* **Problem description**
Would you transcribe the line that holds "the red habanero", plus every line beneath it through the end of the data, exactly and with nothing added?

* **Records for the task**

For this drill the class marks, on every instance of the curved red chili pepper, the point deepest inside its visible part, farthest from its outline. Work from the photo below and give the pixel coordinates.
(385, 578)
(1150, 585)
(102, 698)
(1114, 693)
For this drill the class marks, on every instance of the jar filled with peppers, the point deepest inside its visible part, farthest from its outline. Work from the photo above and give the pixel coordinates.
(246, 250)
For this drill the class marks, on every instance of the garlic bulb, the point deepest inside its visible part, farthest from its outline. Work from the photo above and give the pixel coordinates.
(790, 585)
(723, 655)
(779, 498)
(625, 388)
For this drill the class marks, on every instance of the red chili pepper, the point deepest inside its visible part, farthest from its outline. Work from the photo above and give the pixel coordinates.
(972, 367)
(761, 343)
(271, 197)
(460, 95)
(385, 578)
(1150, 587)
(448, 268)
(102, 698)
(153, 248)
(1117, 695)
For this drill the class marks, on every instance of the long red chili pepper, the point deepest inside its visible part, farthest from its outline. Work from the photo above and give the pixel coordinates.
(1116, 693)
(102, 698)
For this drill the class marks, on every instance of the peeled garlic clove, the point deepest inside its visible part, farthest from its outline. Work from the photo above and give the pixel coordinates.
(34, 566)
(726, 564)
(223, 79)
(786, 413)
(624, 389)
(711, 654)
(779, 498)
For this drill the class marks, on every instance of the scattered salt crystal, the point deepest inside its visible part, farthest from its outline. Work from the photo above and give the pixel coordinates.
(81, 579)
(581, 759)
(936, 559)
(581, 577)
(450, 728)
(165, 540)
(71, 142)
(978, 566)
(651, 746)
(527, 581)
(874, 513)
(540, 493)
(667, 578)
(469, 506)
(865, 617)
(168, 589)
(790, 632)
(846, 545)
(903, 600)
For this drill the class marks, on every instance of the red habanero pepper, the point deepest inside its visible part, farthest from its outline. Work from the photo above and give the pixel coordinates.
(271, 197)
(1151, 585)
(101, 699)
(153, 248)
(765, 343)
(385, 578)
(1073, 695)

* **Written response**
For this drill the class marks, on every instance of the red habanero pepper, the point deepest inside its visible part, farthest from its outline. Work from the photo above and give the pixel coordinates.
(271, 197)
(1151, 585)
(101, 699)
(153, 248)
(765, 343)
(385, 578)
(1073, 695)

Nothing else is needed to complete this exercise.